### Lista de tarefas
1. Reproduza fielmente a parte do texto sobre o gás boliviano que vai de "Diante dessa perspectiva, retomaram-se" até "resinas do plástico.".
2. Diga se cada afirmação a seguir está de acordo com o texto sobre o gás boliviano, respondendo sim ou não e citando literalmente as palavras do texto que decidem a resposta: (a) A Argentina compra mais gás da Bolívia do que o Brasil. (b) O Pólo Gás Químico foi idealizado pela Braskem. (c) A usina de biodiesel seria instalada em território brasileiro.

### Trecho do texto
####################
O gás boliviano adquirido pelo
Brasil possui teor médio de
9.400 kcal/m3. Todo o volume
que exceder a 8.900 kcal/m3 (o
padrão global) será remunerado
de acordo com cotações internacionais. Estima-se que o preço
final subirá para a faixa de US$
4,33 a US$ 4,54 (de 3,1% até 8%
de aumento). Trata-se de tarifa
menor do que a paga pela Argentina (US$ 5), que compra menos
gás (7,7 milhões de BTUs/dia,
ante 26 milhões do Brasil).
Outra negociação girou em
torno do suprimento para a termelétrica de Cuiabá (MT). Nesse
contrato, os preços foram reajustados de US$ 1,19, muito abaixo das cotações internacionais,
para os mesmos US$ 4,20. O impacto nas tarifas domésticas da
eletricidade será diluído nacionalmente.
A alteração no preço e na forma de comercialização exigirá
um avanço tecnológico da Petrobras. Abre-se para a estatal a
oportunidade de desenvolver
projetos a fim de separar as parcelas nobres do gás -e vendê-las
a preços mais altos-, o que diminuiria o impacto da majoração
para o consumidor brasileiro.
Diante dessa perspectiva, retomaram-se as negociações para
viabilizar o Pólo Gás Químico,
idealizado pela empresa brasileira Braskem na fronteira entre os
dois países. O projeto visa a usar
o etano do gás da Bolívia para a
produção de polietileno, uma
das resinas do plástico.
Foi negociada ainda a instalação de uma usina de biodiesel no
território boliviano. O investimento seria realizado pela Petrobras em parceria com um
grupo local, privado ou estatal.
####################
### Material fornecido
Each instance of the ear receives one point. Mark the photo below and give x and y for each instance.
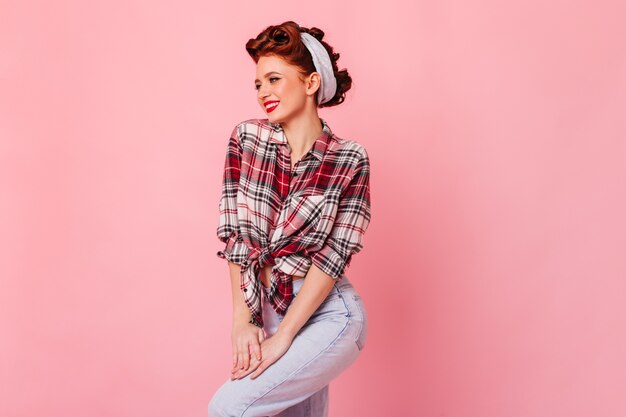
####################
### Resultados das tarefas
1.
Diante dessa perspectiva, retomaram-se as negociações para
viabilizar o Pólo Gás Químico,
idealizado pela empresa brasileira Braskem na fronteira entre os
dois países. O projeto visa a usar
o etano do gás da Bolívia para a
produção de polietileno, uma
das resinas do plástico.

2.
(a) Não: "que compra menos gás (7,7 milhões de BTUs/dia, ante 26 milhões do Brasil)".
(b) Sim: "idealizado pela empresa brasileira Braskem na fronteira entre os dois países".
(c) Não: "a instalação de uma usina de biodiesel no território boliviano".